_Work task_:
Read each of the lines below and tally those with "cart"; the tally is the whole answer.

_Referring expression grounding data_:
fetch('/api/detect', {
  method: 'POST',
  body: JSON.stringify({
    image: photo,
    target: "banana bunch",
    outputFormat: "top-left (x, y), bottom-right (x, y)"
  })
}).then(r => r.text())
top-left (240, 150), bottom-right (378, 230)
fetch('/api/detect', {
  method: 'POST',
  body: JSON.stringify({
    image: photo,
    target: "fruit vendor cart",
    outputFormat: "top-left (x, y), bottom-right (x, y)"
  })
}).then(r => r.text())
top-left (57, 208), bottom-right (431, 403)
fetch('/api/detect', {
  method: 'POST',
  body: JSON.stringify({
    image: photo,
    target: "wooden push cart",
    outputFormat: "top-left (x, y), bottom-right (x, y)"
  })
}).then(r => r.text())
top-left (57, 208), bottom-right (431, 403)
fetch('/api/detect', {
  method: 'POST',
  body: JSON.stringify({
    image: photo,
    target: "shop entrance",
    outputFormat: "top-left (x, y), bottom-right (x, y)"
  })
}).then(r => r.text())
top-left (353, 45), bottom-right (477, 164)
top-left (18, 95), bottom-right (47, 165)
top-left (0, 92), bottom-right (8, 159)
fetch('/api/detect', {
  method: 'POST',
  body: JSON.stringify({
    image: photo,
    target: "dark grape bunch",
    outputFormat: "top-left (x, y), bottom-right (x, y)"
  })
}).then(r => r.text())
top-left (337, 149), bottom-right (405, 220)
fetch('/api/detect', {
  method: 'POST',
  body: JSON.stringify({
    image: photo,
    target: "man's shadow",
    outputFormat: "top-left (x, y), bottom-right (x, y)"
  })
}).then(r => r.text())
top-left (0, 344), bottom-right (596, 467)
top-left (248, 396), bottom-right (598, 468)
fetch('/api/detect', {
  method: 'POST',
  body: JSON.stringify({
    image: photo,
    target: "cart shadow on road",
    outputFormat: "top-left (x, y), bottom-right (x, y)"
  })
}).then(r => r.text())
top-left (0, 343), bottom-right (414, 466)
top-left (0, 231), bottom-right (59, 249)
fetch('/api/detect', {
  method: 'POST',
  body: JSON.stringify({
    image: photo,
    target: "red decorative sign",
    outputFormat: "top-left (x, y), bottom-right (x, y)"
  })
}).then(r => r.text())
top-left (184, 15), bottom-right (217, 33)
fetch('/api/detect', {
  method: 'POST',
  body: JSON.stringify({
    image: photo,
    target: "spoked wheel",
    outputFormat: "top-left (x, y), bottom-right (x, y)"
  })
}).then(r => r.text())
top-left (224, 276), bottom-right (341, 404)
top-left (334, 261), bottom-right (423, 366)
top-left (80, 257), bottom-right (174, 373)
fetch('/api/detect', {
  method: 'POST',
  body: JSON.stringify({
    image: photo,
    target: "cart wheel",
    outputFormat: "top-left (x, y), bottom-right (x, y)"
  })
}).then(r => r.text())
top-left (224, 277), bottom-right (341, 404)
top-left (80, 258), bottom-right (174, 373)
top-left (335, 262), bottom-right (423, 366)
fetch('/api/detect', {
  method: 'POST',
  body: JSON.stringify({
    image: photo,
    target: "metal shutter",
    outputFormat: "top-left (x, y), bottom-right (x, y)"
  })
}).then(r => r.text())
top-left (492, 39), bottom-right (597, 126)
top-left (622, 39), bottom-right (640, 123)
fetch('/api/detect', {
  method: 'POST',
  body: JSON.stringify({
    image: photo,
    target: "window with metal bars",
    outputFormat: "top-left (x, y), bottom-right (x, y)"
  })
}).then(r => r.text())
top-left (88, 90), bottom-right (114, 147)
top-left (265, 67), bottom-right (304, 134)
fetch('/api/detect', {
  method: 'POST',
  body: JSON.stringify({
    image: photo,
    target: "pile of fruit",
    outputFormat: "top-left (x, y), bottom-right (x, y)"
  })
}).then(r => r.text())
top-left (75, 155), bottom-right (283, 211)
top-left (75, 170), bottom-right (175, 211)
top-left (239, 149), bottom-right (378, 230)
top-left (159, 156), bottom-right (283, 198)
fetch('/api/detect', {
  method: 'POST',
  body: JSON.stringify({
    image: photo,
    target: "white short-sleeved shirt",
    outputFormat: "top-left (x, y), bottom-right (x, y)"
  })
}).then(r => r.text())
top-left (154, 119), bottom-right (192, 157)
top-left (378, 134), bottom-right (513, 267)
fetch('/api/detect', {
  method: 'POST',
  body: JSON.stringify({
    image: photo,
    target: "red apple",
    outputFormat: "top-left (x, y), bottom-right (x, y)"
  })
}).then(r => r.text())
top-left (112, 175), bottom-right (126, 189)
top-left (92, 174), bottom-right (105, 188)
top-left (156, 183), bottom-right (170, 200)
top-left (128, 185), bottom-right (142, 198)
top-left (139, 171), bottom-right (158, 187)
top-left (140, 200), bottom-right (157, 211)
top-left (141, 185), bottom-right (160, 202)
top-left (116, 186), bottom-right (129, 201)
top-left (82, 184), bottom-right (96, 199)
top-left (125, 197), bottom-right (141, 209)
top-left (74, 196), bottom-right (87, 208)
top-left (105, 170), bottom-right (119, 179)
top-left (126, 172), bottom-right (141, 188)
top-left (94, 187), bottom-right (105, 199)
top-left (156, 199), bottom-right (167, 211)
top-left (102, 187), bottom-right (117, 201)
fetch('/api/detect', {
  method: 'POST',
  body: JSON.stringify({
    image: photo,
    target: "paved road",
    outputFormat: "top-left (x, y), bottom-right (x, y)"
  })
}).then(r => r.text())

_Written response_:
4